PROBLEM: Which lines in the records, from the line holding "The required output" through the line holding "428L303 440L352 442L359" inclusive, can you extract and repeat exactly?

----

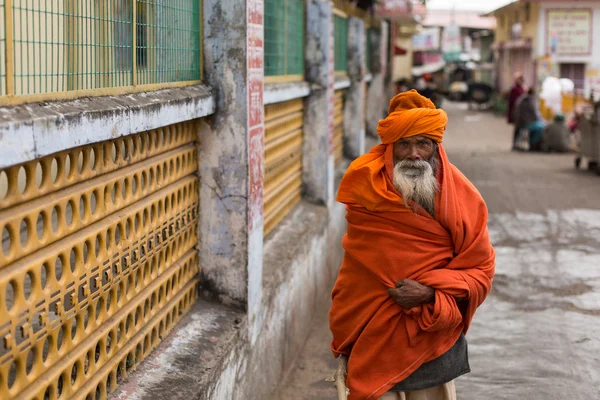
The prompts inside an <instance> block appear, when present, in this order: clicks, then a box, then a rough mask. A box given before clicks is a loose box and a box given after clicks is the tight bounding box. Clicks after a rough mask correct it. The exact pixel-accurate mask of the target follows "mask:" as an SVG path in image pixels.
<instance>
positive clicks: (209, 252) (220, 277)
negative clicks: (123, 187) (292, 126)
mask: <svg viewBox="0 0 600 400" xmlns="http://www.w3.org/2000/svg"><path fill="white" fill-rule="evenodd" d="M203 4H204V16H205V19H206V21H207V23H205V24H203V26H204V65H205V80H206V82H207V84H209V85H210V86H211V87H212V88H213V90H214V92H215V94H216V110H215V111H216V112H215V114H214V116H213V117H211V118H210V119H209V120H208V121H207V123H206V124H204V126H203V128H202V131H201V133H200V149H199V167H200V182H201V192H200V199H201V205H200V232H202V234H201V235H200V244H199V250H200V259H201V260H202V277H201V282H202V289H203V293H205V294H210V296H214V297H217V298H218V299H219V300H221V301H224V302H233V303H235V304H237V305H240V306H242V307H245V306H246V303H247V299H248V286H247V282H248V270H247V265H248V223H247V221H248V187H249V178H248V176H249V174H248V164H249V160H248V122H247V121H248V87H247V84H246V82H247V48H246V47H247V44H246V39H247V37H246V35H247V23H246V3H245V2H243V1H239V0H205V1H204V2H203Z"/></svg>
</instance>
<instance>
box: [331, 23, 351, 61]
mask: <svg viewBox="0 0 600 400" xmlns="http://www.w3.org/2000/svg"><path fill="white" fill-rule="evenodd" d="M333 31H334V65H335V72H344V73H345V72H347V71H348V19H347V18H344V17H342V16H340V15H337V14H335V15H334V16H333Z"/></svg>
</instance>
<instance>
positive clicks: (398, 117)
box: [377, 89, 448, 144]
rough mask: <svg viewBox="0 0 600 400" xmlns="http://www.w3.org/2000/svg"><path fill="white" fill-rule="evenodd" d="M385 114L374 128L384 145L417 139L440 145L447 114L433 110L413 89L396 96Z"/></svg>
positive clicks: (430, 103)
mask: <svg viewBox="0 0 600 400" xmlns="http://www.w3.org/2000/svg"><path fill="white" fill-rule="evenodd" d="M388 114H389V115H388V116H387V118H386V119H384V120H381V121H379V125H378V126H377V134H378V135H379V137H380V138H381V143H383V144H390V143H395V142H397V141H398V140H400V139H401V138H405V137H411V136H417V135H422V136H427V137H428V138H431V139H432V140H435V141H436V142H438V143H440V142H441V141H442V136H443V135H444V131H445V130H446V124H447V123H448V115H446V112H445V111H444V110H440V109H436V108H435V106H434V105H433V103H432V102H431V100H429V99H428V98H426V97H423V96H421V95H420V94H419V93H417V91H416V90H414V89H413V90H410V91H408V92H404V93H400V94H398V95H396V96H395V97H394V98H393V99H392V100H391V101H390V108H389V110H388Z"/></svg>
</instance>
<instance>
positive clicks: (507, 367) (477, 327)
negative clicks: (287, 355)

----

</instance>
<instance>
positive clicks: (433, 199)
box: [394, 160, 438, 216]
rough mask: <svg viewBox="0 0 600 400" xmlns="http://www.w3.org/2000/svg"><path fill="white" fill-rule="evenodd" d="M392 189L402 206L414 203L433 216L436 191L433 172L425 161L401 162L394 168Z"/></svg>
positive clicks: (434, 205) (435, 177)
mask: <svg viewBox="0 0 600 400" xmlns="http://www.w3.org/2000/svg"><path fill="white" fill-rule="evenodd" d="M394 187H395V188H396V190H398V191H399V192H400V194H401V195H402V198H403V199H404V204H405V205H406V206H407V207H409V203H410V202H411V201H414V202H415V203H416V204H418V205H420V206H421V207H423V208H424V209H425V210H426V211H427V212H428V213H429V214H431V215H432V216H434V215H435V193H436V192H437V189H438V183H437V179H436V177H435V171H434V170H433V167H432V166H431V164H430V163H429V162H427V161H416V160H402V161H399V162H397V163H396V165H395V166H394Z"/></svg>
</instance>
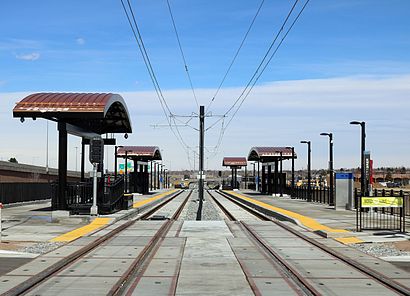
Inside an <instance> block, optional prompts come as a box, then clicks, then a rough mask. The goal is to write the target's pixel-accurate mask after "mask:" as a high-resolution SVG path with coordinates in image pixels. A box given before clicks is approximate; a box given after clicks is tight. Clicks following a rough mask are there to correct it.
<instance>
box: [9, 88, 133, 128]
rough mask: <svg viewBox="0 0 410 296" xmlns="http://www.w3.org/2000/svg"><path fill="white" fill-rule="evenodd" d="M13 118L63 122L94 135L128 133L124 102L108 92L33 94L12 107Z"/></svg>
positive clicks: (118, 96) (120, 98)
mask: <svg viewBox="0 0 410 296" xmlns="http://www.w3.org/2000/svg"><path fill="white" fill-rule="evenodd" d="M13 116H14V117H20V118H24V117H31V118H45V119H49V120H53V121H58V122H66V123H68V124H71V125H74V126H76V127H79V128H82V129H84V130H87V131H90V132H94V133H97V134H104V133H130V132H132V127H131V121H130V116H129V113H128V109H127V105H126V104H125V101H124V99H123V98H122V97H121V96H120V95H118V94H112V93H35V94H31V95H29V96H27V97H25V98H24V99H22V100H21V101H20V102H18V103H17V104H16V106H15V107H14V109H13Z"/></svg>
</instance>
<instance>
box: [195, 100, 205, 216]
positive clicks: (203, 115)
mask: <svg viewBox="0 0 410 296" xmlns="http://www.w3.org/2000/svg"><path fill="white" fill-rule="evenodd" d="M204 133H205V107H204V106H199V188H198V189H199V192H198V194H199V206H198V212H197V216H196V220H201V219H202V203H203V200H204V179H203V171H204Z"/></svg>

----

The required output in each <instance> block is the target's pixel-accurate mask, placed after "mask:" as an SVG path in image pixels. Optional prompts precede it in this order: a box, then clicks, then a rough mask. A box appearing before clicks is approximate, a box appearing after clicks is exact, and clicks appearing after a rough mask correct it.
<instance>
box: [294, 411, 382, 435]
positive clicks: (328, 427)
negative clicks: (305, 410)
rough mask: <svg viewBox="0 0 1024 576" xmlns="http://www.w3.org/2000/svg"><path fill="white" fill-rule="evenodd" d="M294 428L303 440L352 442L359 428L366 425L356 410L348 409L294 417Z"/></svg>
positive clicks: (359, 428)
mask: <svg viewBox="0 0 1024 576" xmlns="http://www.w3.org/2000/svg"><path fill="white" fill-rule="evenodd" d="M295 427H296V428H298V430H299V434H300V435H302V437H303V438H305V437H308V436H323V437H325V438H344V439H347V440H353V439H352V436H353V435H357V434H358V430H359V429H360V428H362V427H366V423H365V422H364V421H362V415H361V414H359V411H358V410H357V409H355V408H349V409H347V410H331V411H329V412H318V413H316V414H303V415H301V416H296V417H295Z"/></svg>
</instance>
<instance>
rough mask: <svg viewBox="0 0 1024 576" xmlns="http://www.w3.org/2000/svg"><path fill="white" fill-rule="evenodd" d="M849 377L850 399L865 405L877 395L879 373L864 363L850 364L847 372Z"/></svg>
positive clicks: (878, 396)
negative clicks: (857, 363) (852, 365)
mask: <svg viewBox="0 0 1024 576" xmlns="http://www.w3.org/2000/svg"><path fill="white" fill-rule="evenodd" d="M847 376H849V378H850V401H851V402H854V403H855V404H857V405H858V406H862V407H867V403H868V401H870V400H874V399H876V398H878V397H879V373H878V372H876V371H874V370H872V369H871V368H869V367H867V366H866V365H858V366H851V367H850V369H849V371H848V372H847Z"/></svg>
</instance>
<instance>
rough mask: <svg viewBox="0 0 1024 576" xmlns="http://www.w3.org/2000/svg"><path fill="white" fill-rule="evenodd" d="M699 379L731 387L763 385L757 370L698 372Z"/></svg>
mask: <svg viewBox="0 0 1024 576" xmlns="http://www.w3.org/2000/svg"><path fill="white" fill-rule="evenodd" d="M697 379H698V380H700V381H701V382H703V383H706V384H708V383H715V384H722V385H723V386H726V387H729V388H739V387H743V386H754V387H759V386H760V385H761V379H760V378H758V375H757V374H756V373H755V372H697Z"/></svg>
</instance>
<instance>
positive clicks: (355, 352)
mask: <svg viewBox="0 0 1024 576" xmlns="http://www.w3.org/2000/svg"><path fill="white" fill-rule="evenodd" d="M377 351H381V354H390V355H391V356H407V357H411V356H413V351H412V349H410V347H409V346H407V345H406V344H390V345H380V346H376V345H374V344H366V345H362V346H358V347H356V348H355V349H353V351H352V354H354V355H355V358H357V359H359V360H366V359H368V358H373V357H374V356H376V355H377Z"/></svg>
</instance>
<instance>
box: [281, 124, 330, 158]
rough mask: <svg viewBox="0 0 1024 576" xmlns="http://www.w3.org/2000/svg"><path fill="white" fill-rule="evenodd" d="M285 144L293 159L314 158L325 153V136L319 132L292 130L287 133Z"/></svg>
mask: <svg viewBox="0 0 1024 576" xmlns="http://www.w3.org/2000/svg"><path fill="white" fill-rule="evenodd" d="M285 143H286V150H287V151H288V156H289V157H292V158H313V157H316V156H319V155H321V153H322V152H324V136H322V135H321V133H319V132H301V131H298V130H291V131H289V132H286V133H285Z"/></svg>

----

REPLY TO THE TASK:
The required output in each <instance> block is the target's pixel-accurate mask, placed after "mask:" as an SVG path in image pixels. Optional prompts precede it in this order: a box, then clicks, then a rough mask. A box appearing before clicks is approximate, a box appearing after clicks is exact, and clicks appearing after a rough mask correct it.
<instance>
box: [294, 411, 382, 435]
positive clicks: (328, 427)
negative clicks: (305, 410)
rough mask: <svg viewBox="0 0 1024 576" xmlns="http://www.w3.org/2000/svg"><path fill="white" fill-rule="evenodd" d="M294 428L303 440L352 442L359 428L366 425L356 410L348 409L294 417Z"/></svg>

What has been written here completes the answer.